_EXCERPTED PASSAGE_:
[Start of Attachment]

Lastly, upon returning to the Tenderloin, I learned the Foundation has dismantled its arts grant portfolio and is focusing its resources (whatever that means, to be determined) on “equitable development” (whatever that means, to be determined). So, does that mean the San Francisco Foundation will, or will not, support the arts as part of its new campaign on equitable development? In my view they would be wise to recognize the arts are much more than just about the arts.
Maybe they could start their equitable development campaign by writing a check for $24 million to Tenderloin youth groups, all of which lost that much in committed money – and the chance to have their own state-of-the-arts education facility – the day 950 fell. Hey, that would total 0.018 of the San Francisco Foundation’s Wall Street holdings, on any given day.
Dear President Walker:
I’m a fan. When the Ford Foundation rolled out with its 20% Indirect Cost Proclamation I was like, “Holy shit! Walker is for real yo!” (I’m from East New York Brooklyn, so you’ll understand this is my first language.)
That said, I am concerned about your recent short video piece on being a “Disruptor.” I was with you until you declared that being a disruptor of the status quo is “fun.” Why the worry? Suggesting the role of a disruptor is “fun” hints you may be falling victim to the creeping insularity that, sometimes, comes with mega-foundation-directing, flying-at-30,000-feet daily life.
Here’s another take on being a “disruptor” and taking on the status quo: Your job and funding get threatened. An example: Years ago I signed-on with the current San Francisco mayor and district supervisor to support their campaign to bring tech companies to a long-dilapidated commercial corridor in a poor neighborhood. Later, when I objected to how the city abdicated on its responsibility to leverage tech’s investment to the betterment of local residents, I was threatened by a city official to get on board or risk losing my job and having my organization’s funding cut. (At the time I was running a small Tenderloin nonprofit.)
I resigned shortly after to make sure my organization – the Tenderloin Economic Development Project – was not punished for my refusal to play along. And I was cool with that because I wasn’t going to kiss the city’s ring, but it wasn’t easy or “fun.”
Another example. Years later, I had to blow a whistle on the city and a flaky community foundation as they undermined an important community development project. (Actually it was just a toot, I haven’t yet fully pulled back the curtain.) That wasn’t any fun at all. Worst of all, I stopped getting invitations to happy hour events, receptions, galas, etc., and my monthly food & beverage bill went way up. (Just kidding!… sort of.)
So that’s how it goes President Walker, at least for some of us. If you have an ironclad source of funding and job security, enjoy it. Go wreak havoc on the status quo, just please don’t call it “fun.”
P.S. To the safe havens and friends out there that always kept their doors open to me (and no doubt to other political dissidents) – Luggage Store Gallery, the Vietnamese Youth Development Center/Judy Young, Warr/Zamora Productions, Marc, Ellen, Keefer, Ebony, Lex, Shelley, Frances, Carmela, Terrance, Deanna, Bita, Indra, Paul – thank you.

[End of Attachment]

_THE DATA_:
[Start of Attachment]

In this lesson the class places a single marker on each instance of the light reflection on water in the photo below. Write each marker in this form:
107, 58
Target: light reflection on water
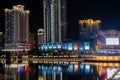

[End of Attachment]

_EXPLORE THE MATERIAL_:
#1 Reproduce everything in the excerpted passage from "Maybe they could" down to "my first language.)".
#2 Using the excerpted passage, decide whether each statement below agrees with it. Answer yes or no for each, and quote the deciding words. (a) The writer resigned to keep the Tenderloin Economic Development Project from being punished. (b) The writer disapproved of the Ford Foundation's 20% Indirect Cost Proclamation. (c) The Tenderloin youth groups lost $24 million in committed money.
#3 According to the excerpted passage, why does the writer object to President Walker calling the role of a disruptor "fun"? Answer in one to three sentences.

_ANSWERS FOR THIS EXERCISE_:
#1
Maybe they could start their equitable development campaign by writing a check for $24 million to Tenderloin youth groups, all of which lost that much in committed money – and the chance to have their own state-of-the-arts education facility – the day 950 fell. Hey, that would total 0.018 of the San Francisco Foundation’s Wall Street holdings, on any given day.
Dear President Walker:
I’m a fan. When the Ford Foundation rolled out with its 20% Indirect Cost Proclamation I was like, “Holy shit! Walker is for real yo!” (I’m from East New York Brooklyn, so you’ll understand this is my first language.)

#2
(a) Yes: "I resigned shortly after to make sure my organization – the Tenderloin Economic Development Project – was not punished for my refusal to play along."
(b) No: "When the Ford Foundation rolled out with its 20% Indirect Cost Proclamation I was like, “Holy shit! Walker is for real yo!”"
(c) Yes: "writing a check for $24 million to Tenderloin youth groups, all of which lost that much in committed money"

#3 The writer says that calling the role "fun" hints that Walker may be falling victim to a creeping insularity. According to the writer, that insularity sometimes comes with running a mega-foundation and living a daily life "flying-at-30,000-feet."